EXTRAIT DU DOCUMENT:
Tout au long de la côte béninoise, les tortues marines retrouvent la sérénité pour se reproduire. Nuit et jour, des pêcheurs et écogardes veillent au grain. L’Etat vient en renfort avec la création de deux aires marines protégées.
Arangés derrière une ligne de départ, ils font tous un vœu. « Je te souhaite longue vie et la chance de revenir au Bénin ». La petite gracia, 8 ans, souffle ainsi dans la carapace de son bébé tortue. Sur la plage de Tokplégbé, à l’Est de Cotonou, la course va enfin démarrer entre la vingtaine de bébés tortues en lice. Aussitôt libérés par leurs porteurs, ce samedi 15 janvier 2022, ils s’empressent de retrouver le chemin de l’Océan. En cinq minutes, ces petits animaux de mer se sont laissés emporter par le creux des vagues, sous les ovations de leurs porteurs. Les plus lents se feront aider. Mais l’enthousiasme atteint son paroxysme quand il s’est agi de libérer en mer une tortue olivâtre adulte. Patrice Sagbo, écologiste, repousse la ligne pour faire de l’espace à l’équipe chargée de prendre les mesures à consigner sur une fiche. Attention aux âmes sensibles : deux bagues portant les inscriptions BJ 2713 et 2714 sont enfoncées dans les pâtes de la tortue au dos large de 42 cm. « L’importance des bagues, c’est que quand on retrouvera cette tortue, ailleurs, comme sur les côtes américaines, on saura qu’elle a pris par le Bénin», explique-t-il.
« Que Dieu te protège ! »

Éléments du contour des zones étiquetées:

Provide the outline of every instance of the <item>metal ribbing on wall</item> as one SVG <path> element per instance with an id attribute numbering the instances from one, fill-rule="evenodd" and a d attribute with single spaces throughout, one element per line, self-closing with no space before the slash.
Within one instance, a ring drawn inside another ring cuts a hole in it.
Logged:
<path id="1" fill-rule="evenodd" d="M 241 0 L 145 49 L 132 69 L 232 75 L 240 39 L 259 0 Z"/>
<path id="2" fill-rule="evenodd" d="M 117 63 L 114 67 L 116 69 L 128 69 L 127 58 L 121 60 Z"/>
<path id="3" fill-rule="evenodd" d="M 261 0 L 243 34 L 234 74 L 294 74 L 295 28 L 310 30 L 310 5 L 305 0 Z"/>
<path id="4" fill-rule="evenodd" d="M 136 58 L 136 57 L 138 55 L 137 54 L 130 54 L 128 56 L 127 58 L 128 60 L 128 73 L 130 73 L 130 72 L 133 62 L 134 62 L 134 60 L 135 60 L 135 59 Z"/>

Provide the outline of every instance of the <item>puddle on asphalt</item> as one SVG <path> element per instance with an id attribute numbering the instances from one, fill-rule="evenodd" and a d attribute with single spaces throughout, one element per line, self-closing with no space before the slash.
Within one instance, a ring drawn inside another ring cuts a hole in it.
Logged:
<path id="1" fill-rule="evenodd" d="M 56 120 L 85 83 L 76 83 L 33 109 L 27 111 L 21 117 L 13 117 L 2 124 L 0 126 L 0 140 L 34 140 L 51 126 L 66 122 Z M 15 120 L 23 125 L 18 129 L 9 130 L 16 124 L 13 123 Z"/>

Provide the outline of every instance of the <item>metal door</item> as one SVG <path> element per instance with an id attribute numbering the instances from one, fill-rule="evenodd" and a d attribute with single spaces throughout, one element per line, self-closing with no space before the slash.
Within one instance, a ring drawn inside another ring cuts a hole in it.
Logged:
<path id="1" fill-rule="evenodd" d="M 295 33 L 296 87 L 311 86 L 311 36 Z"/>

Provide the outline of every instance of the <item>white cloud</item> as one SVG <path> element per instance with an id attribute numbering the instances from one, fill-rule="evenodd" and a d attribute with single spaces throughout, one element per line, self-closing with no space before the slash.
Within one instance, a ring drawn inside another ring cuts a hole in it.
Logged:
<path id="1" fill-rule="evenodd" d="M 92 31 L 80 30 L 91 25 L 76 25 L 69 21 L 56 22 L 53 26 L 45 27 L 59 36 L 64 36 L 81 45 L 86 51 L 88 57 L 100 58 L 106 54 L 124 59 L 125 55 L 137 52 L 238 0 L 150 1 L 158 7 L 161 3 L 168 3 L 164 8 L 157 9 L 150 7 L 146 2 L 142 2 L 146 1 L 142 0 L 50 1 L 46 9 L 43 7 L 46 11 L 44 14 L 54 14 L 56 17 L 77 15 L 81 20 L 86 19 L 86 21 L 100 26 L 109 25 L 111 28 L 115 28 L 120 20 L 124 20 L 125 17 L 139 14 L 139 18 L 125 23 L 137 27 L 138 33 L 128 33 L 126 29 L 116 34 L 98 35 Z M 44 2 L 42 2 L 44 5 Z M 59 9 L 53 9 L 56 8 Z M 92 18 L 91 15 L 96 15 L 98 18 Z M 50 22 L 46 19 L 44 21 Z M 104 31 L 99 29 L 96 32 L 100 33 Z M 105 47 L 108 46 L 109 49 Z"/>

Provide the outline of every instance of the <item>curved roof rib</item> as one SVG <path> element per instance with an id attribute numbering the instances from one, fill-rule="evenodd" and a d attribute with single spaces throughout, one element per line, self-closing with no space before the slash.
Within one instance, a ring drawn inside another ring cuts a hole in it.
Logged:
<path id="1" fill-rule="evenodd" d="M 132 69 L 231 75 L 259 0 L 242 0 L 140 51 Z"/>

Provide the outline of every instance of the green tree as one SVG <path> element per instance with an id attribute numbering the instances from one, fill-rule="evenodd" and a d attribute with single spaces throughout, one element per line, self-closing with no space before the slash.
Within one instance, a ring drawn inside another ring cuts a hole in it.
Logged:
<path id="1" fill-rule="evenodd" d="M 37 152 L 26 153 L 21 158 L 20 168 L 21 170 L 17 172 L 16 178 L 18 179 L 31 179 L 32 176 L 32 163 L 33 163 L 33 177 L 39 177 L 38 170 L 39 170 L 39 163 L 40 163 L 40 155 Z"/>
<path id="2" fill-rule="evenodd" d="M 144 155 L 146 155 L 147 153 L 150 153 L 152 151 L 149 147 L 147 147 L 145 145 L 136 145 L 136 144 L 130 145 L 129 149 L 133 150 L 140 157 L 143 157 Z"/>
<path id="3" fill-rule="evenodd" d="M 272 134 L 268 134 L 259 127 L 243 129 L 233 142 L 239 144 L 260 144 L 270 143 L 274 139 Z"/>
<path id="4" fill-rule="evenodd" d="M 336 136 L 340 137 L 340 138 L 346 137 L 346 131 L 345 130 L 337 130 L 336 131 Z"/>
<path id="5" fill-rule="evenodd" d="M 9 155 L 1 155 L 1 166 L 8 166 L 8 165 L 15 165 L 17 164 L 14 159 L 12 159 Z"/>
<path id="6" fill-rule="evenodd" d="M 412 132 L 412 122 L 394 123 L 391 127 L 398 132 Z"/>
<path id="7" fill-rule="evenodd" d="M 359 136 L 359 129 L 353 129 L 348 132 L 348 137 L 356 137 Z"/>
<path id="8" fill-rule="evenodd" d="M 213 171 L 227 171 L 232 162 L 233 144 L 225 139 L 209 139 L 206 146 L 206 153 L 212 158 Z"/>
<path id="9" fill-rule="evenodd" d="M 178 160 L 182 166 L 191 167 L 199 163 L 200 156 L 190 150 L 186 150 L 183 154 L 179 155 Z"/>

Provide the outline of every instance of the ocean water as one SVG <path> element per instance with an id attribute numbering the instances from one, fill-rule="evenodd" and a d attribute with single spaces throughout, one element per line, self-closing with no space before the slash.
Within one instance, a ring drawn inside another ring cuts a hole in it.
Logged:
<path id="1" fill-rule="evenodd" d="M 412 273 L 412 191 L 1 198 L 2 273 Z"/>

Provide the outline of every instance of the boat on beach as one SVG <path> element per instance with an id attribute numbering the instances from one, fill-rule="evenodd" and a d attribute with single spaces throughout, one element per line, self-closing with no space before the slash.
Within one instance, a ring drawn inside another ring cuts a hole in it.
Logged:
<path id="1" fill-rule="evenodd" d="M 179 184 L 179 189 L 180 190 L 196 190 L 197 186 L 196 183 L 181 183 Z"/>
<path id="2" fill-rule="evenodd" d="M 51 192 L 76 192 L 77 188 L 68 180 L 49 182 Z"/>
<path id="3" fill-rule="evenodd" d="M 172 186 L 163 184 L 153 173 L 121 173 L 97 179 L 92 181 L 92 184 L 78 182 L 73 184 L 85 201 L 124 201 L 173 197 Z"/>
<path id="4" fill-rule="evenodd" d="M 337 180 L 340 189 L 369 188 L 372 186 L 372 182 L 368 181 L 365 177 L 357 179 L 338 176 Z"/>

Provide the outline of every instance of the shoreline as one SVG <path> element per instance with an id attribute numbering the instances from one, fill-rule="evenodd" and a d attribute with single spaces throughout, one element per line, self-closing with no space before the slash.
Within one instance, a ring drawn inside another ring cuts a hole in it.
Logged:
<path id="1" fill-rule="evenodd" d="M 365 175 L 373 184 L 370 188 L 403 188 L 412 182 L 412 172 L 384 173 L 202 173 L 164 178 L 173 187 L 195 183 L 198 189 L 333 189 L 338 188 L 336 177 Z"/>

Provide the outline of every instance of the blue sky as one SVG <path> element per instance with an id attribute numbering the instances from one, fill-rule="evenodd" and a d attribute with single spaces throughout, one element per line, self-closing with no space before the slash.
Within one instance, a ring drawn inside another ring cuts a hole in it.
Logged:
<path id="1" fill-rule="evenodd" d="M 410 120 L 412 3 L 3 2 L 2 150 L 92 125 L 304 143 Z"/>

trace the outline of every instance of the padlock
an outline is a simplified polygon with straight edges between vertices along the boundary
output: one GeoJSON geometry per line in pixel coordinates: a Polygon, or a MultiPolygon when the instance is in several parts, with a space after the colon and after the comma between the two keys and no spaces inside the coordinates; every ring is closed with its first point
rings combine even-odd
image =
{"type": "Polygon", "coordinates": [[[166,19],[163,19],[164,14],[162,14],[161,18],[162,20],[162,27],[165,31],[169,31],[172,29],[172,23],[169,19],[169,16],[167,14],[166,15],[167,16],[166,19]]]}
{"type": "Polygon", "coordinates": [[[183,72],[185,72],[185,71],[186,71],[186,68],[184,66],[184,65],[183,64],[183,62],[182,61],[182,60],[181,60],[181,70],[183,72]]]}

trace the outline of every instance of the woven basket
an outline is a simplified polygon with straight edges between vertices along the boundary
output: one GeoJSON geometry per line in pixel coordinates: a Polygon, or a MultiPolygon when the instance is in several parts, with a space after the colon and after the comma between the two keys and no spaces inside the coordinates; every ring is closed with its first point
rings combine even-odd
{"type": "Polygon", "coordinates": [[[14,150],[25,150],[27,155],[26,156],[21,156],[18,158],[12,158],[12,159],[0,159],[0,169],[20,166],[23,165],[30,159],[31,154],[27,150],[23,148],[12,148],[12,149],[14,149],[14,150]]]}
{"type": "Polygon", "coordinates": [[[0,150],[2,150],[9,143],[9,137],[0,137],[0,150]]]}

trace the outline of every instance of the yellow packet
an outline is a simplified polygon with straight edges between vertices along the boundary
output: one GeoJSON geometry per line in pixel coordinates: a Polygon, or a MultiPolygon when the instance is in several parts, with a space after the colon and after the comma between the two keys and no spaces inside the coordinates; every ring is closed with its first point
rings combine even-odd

ÉNONCÉ ÉCRIT 1:
Dites si chacune des affirmations suivantes concorde avec l'article sur les tortues marines du Bénin, en répondant par oui ou non et en citant textuellement les mots décisifs : (a) Gracia a huit ans ; (b) les bébés tortues ont mis une heure à disparaître dans les vagues ; (c) la tortue olivâtre adulte a un dos large de 42 cm.
ÉNONCÉ ÉCRIT 2:
Prolongez l'article sur les tortues marines du Bénin en reprenant à la suite de sa dernière phrase.

RÉSULTAT DE LA TÂCHE 1:
(a) Oui : « La petite gracia, 8 ans ».
(b) Non : « En cinq minutes, ces petits animaux de mer se sont laissés emporter par le creux des vagues ».
(c) Oui : « la tortue au dos large de 42 cm ».

RÉSULTAT DE LA TÂCHE 2:
Cette tortue a été retrouvée sur la côte, trois jours plus tôt, par Romain Coffi, pêcheur à la plage le Bélier. Il était tombé sur deux espèces lors de son aventure de pêche. « Elles étaient deux. La seconde qui est un peu plus grosse a été relâchée parce qu’elle était déjà baguée. Puisque celle-ci ne portait pas une inscription, je l’ai ramenée pour qu’on en prenne soin et que les éco gardes puissent l’enregistrer », confie-t-il. Et c’est avec fierté qu’il suit des yeux l’espèce qui retourne dans son milieu de vie et à qui la foule ne cesse de dire au revoir. « Que Dieu te protège!», entend-on sur la plage. C’est une chance qu’elles n’aient pas été tuées. Le littoral béninois est une zone de reproduction prisée. Lors d’une aventure, les pêcheurs retrouvent une dizaine de jeunes tortues dans leurs filets, et parfois moins. Ils savent désormais quoi faire. «On appelle les écogardes pour qu’ils viennent les chercher. Parfois, je les ramène moi-même sur moto », souligne Romain Coffi.
Les écogardes, une cinquantaine, sont des bénévoles qui veillent sur les œufs que pondent les tortues sur les plages, jusqu’à l’éclosion, deux mois après. Grâce à leurs actions, les menaces commencent à être repoussées. « Avant, il n’y avait pas de restrictions en tant que telles. Du moins, nous n’avions pas connaissance de textes qui interdisaient la consommation de ces espèces. Quand on a su que c’est interdit d’en consommer et compris l’enjeu, on s’engage. Nous en prenons soin », martèle-t-il.
Des signes de retour
Des huit espèces au monde, on retrouve au moins six dans l’Atlantique dont quatre connues. La première, c’est la tortue « luth », localement appelée ‘’Agbossèguè’’. Elle peut atteindre 700 voire 900 kg. Ensuite, il y a la tortue olivâtre, une espèce moyenne qui vient sur les côtes du Bénin pour pondre ses œufs. Il y a aussi la tortue verte qui se retrouve proche de notre côte mais qui pond rarement des œufs. Sa présence au Bénin se justifie par la disponibilité de certaines algues. Le 3 janvier 2022, quatre tortues vertes ont été sauvées sur cette partie de la côte grâce à la vigilance des écogardes. Elles profitent des aménagements effectués au niveau du Plm Alédjo. « Les tortues reviennent de plus en plus. A côté des rochers, elles viennent consommer les algues. Debout sur les rochers, vous pouvez les voir. Ce qui était impossible par le passé parce que les gens les ramassaient spontanément pour consommer. Les tortues que les pêcheurs nous ramènent souvent, ce sont celles qui ont été baguées et qui ont été lâchées et qui ne sont pas allées loin », se réjouit Bienvenu Djossou.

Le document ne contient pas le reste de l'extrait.